**Tekstfragment:**
===
Door: Boukje, verloskundige MSc, gepubliceerd op: 17/03/2023

Tijdens één van de eerste afspraken bij de verloskundige hoor je erover: de kans op een kindje met een bepaald syndroom is 1 op 1000. Ook gedurende de rest van de zwangerschap vliegen de cijfers en kansen je om de oren. Soms lijkt het wel dat er zoveel risico’s zijn en een gezond kindje krijgen bijna niet mogelijk is! Gelukkig worden veruit de meeste kinderen gezond geboren. Maar wat betekenen al die cijfers dan wel?

Cijfers en kansen

Kansen worden vaak uitgedrukt in procenten of in aantallen. Dit kan door elkaar gebruikt worden. Eén op 1000 betekent dat uit een groep van 1000 zwangeren, één zwangere de ziekte of aandoening krijgt. De andere 999 krijgen de ziekte niet. De kans op de ziekte is 0,1%.
===
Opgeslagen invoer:
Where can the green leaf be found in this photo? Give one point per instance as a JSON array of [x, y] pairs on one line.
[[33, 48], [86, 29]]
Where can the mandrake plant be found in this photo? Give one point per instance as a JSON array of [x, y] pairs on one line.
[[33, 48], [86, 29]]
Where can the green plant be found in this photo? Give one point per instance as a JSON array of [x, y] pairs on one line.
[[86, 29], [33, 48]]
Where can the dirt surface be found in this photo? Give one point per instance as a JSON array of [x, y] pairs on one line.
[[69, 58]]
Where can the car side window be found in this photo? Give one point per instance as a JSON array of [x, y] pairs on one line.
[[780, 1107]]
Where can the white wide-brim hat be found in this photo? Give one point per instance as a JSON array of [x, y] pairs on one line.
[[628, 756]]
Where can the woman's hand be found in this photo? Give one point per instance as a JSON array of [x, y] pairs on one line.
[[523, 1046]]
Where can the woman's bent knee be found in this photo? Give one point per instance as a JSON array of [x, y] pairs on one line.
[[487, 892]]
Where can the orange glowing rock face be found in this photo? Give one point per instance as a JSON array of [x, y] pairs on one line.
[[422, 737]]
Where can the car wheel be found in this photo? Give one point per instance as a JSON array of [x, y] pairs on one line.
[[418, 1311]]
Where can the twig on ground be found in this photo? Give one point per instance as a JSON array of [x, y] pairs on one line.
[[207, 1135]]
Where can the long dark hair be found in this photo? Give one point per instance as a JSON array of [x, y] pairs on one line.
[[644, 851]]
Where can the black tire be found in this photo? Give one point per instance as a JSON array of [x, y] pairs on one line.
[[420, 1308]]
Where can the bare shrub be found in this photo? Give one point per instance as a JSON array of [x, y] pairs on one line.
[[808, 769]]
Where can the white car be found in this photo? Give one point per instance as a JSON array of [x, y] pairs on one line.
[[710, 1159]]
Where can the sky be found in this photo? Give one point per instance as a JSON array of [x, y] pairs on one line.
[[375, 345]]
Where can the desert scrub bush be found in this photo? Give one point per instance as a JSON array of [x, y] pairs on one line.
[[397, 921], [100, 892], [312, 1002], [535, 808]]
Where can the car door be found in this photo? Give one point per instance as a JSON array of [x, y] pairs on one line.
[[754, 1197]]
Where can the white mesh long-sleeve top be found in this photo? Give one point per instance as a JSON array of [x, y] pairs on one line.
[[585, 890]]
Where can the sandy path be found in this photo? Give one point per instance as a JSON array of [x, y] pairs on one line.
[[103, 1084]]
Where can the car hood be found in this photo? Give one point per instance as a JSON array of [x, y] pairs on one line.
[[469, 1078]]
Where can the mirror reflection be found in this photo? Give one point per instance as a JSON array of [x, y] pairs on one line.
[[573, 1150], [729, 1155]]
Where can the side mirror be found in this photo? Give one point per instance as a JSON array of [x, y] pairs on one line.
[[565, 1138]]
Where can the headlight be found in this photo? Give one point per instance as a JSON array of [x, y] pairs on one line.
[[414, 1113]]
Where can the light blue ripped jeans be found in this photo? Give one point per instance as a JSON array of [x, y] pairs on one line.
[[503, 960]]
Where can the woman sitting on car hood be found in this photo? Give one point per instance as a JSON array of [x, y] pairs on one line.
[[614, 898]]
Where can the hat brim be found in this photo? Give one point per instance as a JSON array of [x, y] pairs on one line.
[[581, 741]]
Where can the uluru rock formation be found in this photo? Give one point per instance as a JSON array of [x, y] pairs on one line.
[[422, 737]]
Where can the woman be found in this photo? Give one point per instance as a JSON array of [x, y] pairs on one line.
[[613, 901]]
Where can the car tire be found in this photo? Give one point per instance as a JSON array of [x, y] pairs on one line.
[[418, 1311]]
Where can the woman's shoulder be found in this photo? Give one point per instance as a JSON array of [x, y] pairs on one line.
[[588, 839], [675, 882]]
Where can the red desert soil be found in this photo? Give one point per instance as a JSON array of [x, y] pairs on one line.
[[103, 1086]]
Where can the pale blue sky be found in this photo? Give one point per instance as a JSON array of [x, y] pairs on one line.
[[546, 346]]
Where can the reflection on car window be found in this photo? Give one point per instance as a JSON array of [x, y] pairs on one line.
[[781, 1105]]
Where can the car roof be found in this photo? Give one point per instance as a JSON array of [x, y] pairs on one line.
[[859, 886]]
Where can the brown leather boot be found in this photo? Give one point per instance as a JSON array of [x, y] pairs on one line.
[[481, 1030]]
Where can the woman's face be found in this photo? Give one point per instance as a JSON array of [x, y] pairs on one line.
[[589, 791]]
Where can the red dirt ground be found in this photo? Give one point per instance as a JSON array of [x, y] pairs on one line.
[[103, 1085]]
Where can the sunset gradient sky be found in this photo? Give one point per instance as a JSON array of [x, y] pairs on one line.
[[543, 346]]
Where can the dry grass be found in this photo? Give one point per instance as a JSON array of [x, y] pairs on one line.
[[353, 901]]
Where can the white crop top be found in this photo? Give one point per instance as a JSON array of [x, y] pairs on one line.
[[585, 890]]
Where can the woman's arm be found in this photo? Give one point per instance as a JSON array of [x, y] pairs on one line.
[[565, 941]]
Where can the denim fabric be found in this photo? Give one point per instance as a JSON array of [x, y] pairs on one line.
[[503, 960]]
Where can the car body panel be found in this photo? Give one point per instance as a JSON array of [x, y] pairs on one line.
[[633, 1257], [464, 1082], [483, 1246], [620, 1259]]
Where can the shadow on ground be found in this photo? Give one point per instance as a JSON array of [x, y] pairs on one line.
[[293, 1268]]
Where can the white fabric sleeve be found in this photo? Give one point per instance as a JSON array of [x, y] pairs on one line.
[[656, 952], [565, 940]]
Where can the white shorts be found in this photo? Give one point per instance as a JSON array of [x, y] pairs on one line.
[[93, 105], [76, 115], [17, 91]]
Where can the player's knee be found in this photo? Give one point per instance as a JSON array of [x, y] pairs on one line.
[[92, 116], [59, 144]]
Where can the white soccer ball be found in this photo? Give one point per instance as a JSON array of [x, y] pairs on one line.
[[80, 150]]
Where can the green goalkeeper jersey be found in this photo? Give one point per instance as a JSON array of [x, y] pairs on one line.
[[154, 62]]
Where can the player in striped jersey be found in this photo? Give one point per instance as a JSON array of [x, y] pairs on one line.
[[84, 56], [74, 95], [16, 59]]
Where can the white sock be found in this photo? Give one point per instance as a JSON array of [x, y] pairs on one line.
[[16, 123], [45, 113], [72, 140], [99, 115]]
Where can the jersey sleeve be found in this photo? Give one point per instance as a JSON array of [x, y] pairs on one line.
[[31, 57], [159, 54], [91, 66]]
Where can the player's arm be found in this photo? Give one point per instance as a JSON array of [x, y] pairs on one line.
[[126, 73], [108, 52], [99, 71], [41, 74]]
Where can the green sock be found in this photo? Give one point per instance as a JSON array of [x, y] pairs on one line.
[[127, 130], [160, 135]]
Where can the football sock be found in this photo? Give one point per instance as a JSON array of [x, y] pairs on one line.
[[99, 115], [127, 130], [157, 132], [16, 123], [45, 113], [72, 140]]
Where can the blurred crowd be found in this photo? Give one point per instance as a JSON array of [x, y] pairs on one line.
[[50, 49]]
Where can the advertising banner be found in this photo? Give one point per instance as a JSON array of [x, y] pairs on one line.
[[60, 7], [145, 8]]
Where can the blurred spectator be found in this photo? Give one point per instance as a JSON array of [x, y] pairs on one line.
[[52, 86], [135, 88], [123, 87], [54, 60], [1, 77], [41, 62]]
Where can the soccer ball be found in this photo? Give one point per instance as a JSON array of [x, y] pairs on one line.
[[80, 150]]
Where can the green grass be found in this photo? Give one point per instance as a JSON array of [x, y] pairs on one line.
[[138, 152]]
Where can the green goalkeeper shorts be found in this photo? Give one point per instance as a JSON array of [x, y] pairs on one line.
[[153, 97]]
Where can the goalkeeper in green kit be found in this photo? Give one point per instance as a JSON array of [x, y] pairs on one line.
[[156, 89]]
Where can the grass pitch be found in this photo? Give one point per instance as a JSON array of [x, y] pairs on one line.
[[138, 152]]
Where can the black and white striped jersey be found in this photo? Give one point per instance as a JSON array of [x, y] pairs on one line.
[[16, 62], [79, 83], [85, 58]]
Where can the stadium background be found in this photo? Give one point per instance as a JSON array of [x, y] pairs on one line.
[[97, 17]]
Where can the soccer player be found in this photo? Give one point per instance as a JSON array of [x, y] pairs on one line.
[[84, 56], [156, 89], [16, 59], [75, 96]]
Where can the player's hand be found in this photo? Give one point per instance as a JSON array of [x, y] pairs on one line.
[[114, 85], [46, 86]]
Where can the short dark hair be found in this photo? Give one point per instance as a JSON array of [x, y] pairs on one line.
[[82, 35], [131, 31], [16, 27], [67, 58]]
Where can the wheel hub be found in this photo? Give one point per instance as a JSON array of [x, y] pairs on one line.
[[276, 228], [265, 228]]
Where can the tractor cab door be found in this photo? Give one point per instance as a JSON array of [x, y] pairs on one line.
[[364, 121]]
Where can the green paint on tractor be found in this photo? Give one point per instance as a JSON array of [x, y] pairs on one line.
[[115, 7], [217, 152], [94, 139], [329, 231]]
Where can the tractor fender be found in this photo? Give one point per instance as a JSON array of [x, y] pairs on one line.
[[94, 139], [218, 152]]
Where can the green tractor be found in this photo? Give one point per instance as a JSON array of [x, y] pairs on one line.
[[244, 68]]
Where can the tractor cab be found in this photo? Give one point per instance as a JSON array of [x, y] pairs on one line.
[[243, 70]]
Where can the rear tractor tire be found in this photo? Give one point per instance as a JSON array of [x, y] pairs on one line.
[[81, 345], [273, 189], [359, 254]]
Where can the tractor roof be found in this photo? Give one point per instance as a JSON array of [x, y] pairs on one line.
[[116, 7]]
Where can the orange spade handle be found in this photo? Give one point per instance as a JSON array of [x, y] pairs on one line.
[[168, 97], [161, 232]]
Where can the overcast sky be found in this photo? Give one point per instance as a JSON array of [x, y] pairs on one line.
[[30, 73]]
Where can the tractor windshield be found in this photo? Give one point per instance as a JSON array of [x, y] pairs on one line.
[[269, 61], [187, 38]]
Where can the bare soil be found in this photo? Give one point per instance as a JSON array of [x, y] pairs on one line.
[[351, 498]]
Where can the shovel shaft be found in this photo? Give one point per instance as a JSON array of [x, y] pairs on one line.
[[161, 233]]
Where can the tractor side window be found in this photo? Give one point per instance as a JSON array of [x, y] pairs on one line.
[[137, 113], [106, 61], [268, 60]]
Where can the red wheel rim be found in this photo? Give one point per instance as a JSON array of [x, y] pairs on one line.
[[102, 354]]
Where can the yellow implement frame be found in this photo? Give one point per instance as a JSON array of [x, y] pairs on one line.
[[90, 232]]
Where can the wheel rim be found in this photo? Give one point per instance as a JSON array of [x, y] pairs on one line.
===
**De opdracht:** Kopieer letterlijk het gedeelte van de tekst over kansen in de zwangerschap vanaf "Door: Boukje, verloskundige" tot en met "cijfers dan wel?". De opgeslagen invoer is afzonderlijk materiaal en staat los van de tekst over kansen in de zwangerschap.

**Oplossing opdracht:**
Door: Boukje, verloskundige MSc, gepubliceerd op: 17/03/2023

Tijdens één van de eerste afspraken bij de verloskundige hoor je erover: de kans op een kindje met een bepaald syndroom is 1 op 1000. Ook gedurende de rest van de zwangerschap vliegen de cijfers en kansen je om de oren. Soms lijkt het wel dat er zoveel risico’s zijn en een gezond kindje krijgen bijna niet mogelijk is! Gelukkig worden veruit de meeste kinderen gezond geboren. Maar wat betekenen al die cijfers dan wel?